------ Texto para análise ------

Não vejo Cartola e Celestino como as duas faces de um mesmo problema. São, em mim, dois enigmas, dois fantasmas, distintos, apenas indiretamente tangentes à história coletiva. Num caso, como no outro, a condição de possibilidade dos romances é aquilo que na vida de ambos não vemos respondido pelas dicotomias que usamos habitualmente para pensar sobre certos temas. Ambos fogem um pouco à regra, por assim dizer, e é nessa fuga que se constituem como indivíduos e como sensibilidades que justificam que se pense sobre eles. 

‘A Visão das Plantas’ retrata também as ambiguidades humanas. Uma pessoa que fez o que Celestino fez não só é capaz de continuar dormindo à noite como de criar um belo jardim, de dar vida e cuidar de suas plantas. Quem é Celestino para você e o que ele representa?

------ Dados registrados ------

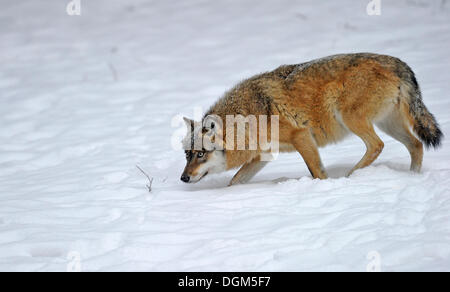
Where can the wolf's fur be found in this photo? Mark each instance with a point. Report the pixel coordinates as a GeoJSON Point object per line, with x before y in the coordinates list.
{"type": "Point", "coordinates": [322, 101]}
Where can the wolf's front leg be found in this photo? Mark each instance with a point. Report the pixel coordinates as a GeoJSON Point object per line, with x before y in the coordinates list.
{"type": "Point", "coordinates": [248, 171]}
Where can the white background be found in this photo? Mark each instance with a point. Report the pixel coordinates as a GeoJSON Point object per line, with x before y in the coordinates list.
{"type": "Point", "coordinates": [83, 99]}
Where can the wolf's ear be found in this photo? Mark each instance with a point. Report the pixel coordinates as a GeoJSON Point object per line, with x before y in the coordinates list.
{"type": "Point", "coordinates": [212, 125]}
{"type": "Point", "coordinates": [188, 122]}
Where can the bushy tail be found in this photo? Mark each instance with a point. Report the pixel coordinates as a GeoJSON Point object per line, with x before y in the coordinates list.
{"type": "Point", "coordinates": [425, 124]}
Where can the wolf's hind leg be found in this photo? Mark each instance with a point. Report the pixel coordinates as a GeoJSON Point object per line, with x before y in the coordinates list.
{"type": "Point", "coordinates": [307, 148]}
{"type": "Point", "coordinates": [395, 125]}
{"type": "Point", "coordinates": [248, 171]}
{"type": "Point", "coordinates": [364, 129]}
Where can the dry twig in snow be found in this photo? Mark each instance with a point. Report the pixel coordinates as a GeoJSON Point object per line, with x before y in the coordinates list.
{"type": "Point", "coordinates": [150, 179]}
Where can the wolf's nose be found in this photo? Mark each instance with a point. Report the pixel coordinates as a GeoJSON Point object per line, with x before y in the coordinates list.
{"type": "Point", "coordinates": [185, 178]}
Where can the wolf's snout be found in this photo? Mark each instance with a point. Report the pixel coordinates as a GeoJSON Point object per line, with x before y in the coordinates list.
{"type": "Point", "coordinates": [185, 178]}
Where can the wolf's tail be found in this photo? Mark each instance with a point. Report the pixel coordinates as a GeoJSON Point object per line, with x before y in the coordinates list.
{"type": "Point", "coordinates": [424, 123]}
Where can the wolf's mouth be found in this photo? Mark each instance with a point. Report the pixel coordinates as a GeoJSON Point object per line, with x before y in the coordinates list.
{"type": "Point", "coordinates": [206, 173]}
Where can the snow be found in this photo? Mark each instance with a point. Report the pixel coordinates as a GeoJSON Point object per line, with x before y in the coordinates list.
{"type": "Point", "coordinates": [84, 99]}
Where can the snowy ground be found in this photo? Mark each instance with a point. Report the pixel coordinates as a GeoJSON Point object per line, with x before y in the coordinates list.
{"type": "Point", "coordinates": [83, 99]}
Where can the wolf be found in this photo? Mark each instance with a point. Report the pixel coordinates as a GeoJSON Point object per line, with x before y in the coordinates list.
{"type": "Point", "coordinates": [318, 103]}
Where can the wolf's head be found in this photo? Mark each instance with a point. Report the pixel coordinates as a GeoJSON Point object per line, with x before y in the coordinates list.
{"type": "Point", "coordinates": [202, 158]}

------

» **Exercício 1**:
Responda com base no texto:
(a) Como o texto diz que Cartola e Celestino não são vistos?
(b) Além de continuar dormindo à noite, do que é capaz uma pessoa que fez o que Celestino fez?
(c) Que obra, segundo o texto, retrata também as ambiguidades humanas?
» **Exercício 2**:
Atualize o trecho do texto entre "Não vejo Cartola" e "pense sobre eles.", inclusive, trocando "romances" por "livros".
Os registros vêm de outra fonte.

» **Resposta escrita 1**:
(a) Como as duas faces de um mesmo problema.
(b) De criar um belo jardim, de dar vida e cuidar de suas plantas.
(c) ‘A Visão das Plantas’.

» **Resposta escrita 2**:
Não vejo Cartola e Celestino como as duas faces de um mesmo problema. São, em mim, dois enigmas, dois fantasmas, distintos, apenas indiretamente tangentes à história coletiva. Num caso, como no outro, a condição de possibilidade dos livros é aquilo que na vida de ambos não vemos respondido pelas dicotomias que usamos habitualmente para pensar sobre certos temas. Ambos fogem um pouco à regra, por assim dizer, e é nessa fuga que se constituem como indivíduos e como sensibilidades que justificam que se pense sobre eles.